**TEXT TO READ**:
He didn’t wait for an answer. The door slammed behind him and the sound of a noisy leak filtered through. Cloister rolled his eyes and led Bourneville over to the door of the bedroom. She sniffed the door and then gave him a reproachful look as if he’d set her up to fail.
“Do you want to leave?” Javi asked the girl.
She wiped her mouth on her hand. “No,” she said. “He’s on the tab for my lip.”
Cloister grimaced. What people did in their bedrooms were their business. Someone who needed to hurt other people enough that they would pay for it rubbed him the wrong way.
“Mela is free to leave whenever she wants,” the lawyer said. “My client is allowed to visit his friends and family for moral support before the sentencing.”
“And barring any friends and family, he hired a prostitute,” Javi said. “What else has your client been up to?”
“Nothing illegal.”
“You sure?”
“It’s my job to be, and to say it convincingly,” the lawyer said. “Why? What’s going on, Merlo?”
“Nothing.”
“That seems like a lie. If this is about my clients case, disclosure is mandated. Judge Buchanan is a stickler.”
He didn’t sound smug or guilty, just confident. Cloister let Bourneville give up–she lay down with a sigh and rested her chin on his boot–and shrugged the news across the room to Javi. No sign of the judge.
“You ever get tired of defending scumbags?” Cloister asked as he fussed over a dejected Bon.
“They pay better,” the lawyer said with a glance toward the bathroom.“And, of course, they’re innocent. Although I won’t be sorry to get this trial over with.”
“A conscience?” Javi mocked, voice sharp with disappointment. “That will cut into your billable hours.”
“Your concern is touching,” the lawyer said as he glanced at his watch. “I’d just rather be done with a case that has me up at this hour, babysitting a client to make sure they don’t sneak out do something stupid and play into your hands.”
Cloister paused, his fingers buried in Bon’s ruff. His Gran’s evil terrier always a babysitter too, whatever grandkid was unlucky enough to get tagged when they visited. Every time the terrier would slip its leash and to running into the woods to terrorise some racoons.
The grandkid who’d screwed up would lie, make excuses, pretend it had only been five minutes ago and they’d looked for an hour. They’d never got away with it. Granny had been sharp right to the end. The Wittes’ just got meaner as they got older.
Cloister caught Javi’s gaze over the room and tilted his head towards the door. There was a pause as Javi looked irritated, but he made his excuses and followed Cloister out into the hall.
“That bus route,” Cloister asked as they headed to the lift. “Is there anything along the route that would have been familiar to the Judge?”

**WHAT NEEDS TO BE DONE**: Retype the part of the story about Cloister and Javi above, starting at the words "Cloister grimaced. What" and stopping after "of the judge.".

**DATASET ENTRIES**:
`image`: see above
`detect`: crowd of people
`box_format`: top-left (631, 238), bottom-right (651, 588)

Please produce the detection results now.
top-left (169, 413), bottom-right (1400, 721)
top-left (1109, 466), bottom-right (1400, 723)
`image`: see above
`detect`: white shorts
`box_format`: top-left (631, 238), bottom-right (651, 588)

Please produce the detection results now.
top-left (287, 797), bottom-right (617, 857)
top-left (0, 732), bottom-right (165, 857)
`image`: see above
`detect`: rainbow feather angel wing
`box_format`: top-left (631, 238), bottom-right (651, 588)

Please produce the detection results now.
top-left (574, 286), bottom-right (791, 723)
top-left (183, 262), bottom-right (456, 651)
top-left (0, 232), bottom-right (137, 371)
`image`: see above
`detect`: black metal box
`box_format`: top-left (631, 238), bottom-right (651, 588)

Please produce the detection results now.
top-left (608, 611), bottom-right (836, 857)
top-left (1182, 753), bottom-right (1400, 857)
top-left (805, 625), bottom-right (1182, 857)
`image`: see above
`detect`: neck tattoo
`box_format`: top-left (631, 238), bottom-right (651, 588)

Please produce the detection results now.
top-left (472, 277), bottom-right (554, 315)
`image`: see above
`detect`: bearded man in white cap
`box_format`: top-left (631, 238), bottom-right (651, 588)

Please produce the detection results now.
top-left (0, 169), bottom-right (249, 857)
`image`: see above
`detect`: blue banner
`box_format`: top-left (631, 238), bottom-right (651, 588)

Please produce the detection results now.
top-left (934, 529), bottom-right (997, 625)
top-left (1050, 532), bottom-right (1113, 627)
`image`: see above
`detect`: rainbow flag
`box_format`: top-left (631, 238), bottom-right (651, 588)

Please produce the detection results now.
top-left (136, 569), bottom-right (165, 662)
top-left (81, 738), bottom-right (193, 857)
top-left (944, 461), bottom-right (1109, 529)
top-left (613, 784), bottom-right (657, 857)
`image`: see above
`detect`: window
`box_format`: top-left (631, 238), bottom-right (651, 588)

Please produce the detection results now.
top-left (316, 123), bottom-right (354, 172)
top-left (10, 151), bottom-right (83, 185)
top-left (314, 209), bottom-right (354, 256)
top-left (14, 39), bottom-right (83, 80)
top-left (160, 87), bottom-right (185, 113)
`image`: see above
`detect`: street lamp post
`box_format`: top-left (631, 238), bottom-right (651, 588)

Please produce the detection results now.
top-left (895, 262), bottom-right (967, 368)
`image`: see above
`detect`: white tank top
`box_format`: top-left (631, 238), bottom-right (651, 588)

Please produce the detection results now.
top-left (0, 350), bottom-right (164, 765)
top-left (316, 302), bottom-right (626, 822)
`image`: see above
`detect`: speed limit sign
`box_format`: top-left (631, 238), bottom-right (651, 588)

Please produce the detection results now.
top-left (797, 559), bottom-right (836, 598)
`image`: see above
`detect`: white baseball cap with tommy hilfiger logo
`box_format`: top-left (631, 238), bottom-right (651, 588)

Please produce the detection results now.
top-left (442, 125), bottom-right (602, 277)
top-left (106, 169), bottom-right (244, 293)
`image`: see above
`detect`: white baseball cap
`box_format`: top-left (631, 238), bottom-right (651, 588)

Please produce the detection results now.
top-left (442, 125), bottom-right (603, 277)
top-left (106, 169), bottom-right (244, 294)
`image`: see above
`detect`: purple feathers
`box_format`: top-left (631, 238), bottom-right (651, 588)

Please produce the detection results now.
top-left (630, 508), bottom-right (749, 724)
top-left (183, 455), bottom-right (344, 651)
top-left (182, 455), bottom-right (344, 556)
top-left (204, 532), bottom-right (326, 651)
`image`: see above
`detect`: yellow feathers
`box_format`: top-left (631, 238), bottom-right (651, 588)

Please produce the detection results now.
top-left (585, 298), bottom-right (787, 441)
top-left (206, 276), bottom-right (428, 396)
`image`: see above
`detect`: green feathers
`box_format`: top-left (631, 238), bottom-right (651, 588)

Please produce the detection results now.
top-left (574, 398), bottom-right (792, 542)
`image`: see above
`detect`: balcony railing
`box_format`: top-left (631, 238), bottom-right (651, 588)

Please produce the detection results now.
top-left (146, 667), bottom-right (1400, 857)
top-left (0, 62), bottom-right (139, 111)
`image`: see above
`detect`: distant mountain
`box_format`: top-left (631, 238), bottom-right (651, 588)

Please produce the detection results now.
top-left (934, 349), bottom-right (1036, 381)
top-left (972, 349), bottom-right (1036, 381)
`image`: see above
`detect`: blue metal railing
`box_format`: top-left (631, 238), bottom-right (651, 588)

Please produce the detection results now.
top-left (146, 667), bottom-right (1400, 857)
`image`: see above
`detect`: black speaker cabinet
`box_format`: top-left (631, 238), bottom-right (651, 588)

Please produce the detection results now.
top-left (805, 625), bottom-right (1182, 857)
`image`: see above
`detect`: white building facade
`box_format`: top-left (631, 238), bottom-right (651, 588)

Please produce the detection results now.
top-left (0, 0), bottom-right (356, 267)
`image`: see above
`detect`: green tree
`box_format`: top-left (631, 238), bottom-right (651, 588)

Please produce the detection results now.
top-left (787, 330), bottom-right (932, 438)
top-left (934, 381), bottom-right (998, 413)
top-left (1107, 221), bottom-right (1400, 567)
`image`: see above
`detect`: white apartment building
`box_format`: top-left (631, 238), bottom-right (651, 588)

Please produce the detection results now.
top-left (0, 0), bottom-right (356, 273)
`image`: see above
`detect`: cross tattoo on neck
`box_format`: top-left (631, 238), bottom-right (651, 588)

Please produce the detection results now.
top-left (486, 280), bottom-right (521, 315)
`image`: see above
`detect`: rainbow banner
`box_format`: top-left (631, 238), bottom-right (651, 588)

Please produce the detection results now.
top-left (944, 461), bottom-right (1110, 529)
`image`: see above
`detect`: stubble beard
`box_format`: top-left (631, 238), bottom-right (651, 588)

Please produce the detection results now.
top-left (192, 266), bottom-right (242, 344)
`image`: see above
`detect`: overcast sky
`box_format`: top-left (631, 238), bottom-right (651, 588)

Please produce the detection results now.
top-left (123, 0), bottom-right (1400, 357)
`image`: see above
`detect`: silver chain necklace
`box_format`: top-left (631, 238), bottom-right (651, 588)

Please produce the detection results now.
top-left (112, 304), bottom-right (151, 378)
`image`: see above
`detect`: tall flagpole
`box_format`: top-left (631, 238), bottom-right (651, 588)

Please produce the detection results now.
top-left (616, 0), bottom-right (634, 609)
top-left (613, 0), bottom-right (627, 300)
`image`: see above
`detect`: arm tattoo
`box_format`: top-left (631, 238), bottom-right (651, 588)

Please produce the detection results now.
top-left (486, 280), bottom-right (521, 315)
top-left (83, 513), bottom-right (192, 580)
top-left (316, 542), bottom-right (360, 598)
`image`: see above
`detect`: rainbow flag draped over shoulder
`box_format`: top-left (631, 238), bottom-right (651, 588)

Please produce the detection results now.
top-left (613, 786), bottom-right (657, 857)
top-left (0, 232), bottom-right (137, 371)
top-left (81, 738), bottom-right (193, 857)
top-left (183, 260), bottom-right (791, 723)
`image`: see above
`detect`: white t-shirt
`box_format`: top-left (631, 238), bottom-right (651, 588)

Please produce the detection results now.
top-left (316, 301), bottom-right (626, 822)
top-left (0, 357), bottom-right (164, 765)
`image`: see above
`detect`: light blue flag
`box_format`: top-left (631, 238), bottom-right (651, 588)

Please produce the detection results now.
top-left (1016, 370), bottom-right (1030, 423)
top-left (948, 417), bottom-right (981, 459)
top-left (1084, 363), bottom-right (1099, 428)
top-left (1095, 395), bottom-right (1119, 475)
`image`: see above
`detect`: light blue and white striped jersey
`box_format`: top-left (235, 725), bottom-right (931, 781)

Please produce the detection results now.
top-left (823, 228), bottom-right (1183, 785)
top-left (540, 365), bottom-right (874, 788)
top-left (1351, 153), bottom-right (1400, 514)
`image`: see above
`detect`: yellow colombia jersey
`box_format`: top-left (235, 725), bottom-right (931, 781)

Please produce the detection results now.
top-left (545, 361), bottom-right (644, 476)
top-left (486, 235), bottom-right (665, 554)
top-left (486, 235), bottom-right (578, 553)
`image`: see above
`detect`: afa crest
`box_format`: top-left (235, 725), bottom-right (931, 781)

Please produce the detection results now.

**ANSWER TO THIS EXERCISE**:
Cloister grimaced. What people did in their bedrooms were their business. Someone who needed to hurt other people enough that they would pay for it rubbed him the wrong way.
“Mela is free to leave whenever she wants,” the lawyer said. “My client is allowed to visit his friends and family for moral support before the sentencing.”
“And barring any friends and family, he hired a prostitute,” Javi said. “What else has your client been up to?”
“Nothing illegal.”
“You sure?”
“It’s my job to be, and to say it convincingly,” the lawyer said. “Why? What’s going on, Merlo?”
“Nothing.”
“That seems like a lie. If this is about my clients case, disclosure is mandated. Judge Buchanan is a stickler.”
He didn’t sound smug or guilty, just confident. Cloister let Bourneville give up–she lay down with a sigh and rested her chin on his boot–and shrugged the news across the room to Javi. No sign of the judge.